___ SELECTED EXTRACT ___

  • And from Huff Post, “10 Esoteric Wine Descriptors (and What They Really Mean!)” Because you want to make sure you fit in when you describe what’s in your glass as “broad/fleshy” or “racy.”
  • Maybe we need a hop flavor/aroma wheel

    It was probably a half dozen years ago and our daughter, Sierra, was maybe 8 years old when she first heard a brewer and I talk about if one of his dry hopped beers seemed a bit “catty.”

    She looked puzzled. Daria explained we were talking about an aroma associated with a litter box. She giggled, clearly not understanding this was a serious discussion.

    Yesterday Pete Brown wrote about “dank” — a descriptor which comes with its own interesting sidebar. But that aside, Pete’s post and the comments that followed illustrate the challenge of describing what we smell and taste.

    There’s no arguing that hops such as Citra and Eldorado contribute aromas hops previously have not. But it’s not clear if some aromas considered “bad” a few years ago are now acceptable. At least for the niche within a niche that constitutes those who enjoy hop-centric beers. And descriptions of flavors not acceptable in England in the 1930s that simply refer to “rank American type” or “Manitoba” don’t provide much help. On the one hand, brewers didn’t care for American Pacific Coast hops because of their “peculiar aroma.” On the other, they found drinkers liked an “American tang” in moderation.

    It would have been nice had there by a beer flavor wheel (at the top) or a beer aroma wheel (bottom – click on either to enlarge). The former is better established, but both are works in progress. Use them as you will, but feel free to digress, as @olllllo did here: “David Schollmeyer’s Bucket Hugger is on @Papagobrewing and is a licorice mule with velvet socks.”

    Beer Flavor Wheel

    Beer Aroma Wheel

    Breeding hops suddenly hip

    Peter DarbyThe lead story in the latest issue of All About Beer magazine is titled “Hop Forward: Breeding Tomorrow’s Hops Today.” The current Brew Your Own magazine has an article on “Aroma Hop Breeding.” Earlier this year, Beer Advocate magazine put “The Future of Hops” on its cover.

    And yesterday, Tony Magee at Lagunitas tweeted: “Who would u guess 2 be the most important person n US craft brewing? A brewer..? Think again. He’s a Hop grower named Jason Perrault! Word.”

    Perrault is the face of Hop Breeding Company, which owns the patent on popular hop varieties such as Citra, Simcoe and the hop-to-be-named-later-currently-known-as-369.

    But change is ongoing outside the United States as well (and Brian Yaeger’s story in AABM includes that). Breeders, growers, brokers who sell hops and brewers are having conversations they didn’t before. Sometimes even consumers. “As a breeder and a grower it is fun to talk to drinkers about varieties,” Perrault said last week, following with a story about sitting in a bar and hearing a customer ask the bartender if he had any beer brewed with Simcoe hops.

    So meet Peter Darby, who breeds hops in England. That’s him at the top. When the hop breeding program that operated at Wye College for 100 years (1906-2006) closed the National Hop Association of England set up Wye Hops, just outside of Canterbury. There he continues the work started by E.S. Salmon, then carried on by Ray Neve (starting in 1953) and himself (1984).

    Heirloom hops kept at Wye HopsWye Hops is actually located on China Farm, one of several operated by Tony Redsell, probably England’s best known hop grower.

    Thus shortly before harvest began in August both hops in the Wye “library” (some listed on the right) and those being trialed were surrounded by hops that soon would be ready for beer.

    On one side of the path a field full of Northdown hops — with Northdown Hill in the distance, as a matter of fact — and on the other a test field with hundreds of crosses, maybe even the next “great hop.”

    “On this side consistency,” Darby said, gesturing with his left hand. “On the other diversity.”

    He was talking about genetic diversity, but he still sounded a lot like a modern day brewer to me.
___
--- WHAT THIS TASK INVOLVES ---
Repeat word for word the part of the hops post starting with "It was probably" and going on through "smell and taste.".
___ DATA FOR REVIEW ___
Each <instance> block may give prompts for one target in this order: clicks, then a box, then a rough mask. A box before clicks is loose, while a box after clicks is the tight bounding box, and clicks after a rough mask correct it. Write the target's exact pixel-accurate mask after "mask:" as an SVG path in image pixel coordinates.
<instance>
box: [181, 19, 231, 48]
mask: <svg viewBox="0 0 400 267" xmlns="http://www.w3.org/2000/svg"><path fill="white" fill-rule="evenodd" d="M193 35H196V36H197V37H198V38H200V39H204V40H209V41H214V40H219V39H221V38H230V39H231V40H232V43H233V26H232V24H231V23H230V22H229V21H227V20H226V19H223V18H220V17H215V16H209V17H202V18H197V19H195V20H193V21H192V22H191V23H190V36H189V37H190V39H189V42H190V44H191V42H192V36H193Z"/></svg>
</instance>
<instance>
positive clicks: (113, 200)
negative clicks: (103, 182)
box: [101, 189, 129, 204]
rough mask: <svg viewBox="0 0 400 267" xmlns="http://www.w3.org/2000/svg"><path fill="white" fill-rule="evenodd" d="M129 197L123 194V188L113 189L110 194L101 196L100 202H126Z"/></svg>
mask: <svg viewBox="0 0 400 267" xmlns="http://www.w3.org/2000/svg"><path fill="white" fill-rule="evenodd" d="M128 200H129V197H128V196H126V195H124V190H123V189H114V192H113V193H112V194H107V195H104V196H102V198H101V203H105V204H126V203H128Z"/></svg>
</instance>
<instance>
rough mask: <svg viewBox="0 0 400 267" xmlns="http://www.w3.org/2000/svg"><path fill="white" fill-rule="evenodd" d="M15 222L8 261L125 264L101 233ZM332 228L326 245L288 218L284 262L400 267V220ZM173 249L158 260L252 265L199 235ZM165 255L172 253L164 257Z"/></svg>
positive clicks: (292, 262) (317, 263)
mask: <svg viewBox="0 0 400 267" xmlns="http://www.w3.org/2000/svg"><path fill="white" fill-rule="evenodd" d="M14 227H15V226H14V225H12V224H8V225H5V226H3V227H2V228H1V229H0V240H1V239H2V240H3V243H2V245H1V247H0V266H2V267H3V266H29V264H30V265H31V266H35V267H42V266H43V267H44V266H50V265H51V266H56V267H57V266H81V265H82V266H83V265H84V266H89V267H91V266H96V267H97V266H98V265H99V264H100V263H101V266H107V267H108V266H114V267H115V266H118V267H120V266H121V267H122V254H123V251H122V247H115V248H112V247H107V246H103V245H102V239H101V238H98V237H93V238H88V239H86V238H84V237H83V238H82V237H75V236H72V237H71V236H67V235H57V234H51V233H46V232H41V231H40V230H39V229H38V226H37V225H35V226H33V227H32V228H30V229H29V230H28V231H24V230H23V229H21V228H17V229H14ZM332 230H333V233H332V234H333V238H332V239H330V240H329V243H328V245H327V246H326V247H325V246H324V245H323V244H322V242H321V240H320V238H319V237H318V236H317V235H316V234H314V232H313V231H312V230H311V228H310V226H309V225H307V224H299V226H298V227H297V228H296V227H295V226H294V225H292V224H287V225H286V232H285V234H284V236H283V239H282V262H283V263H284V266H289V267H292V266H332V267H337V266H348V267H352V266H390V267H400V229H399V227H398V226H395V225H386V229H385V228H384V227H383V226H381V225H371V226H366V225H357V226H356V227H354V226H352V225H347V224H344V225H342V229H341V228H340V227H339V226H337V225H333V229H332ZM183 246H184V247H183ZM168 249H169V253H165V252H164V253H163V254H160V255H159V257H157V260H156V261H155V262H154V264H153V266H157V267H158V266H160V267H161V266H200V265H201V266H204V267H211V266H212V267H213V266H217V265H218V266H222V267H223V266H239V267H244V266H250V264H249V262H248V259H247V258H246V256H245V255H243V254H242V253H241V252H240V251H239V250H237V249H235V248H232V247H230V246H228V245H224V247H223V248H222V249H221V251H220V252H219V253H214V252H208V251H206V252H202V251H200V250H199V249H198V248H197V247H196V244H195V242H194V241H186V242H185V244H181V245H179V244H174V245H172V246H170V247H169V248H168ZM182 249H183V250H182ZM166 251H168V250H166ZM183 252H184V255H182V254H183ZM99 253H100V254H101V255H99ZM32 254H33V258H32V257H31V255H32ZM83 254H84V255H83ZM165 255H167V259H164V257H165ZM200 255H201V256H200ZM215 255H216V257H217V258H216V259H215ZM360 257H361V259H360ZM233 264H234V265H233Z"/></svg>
___
--- ANSWER SPACE ---
It was probably a half dozen years ago and our daughter, Sierra, was maybe 8 years old when she first heard a brewer and I talk about if one of his dry hopped beers seemed a bit “catty.”

    She looked puzzled. Daria explained we were talking about an aroma associated with a litter box. She giggled, clearly not understanding this was a serious discussion.

    Yesterday Pete Brown wrote about “dank” — a descriptor which comes with its own interesting sidebar. But that aside, Pete’s post and the comments that followed illustrate the challenge of describing what we smell and taste.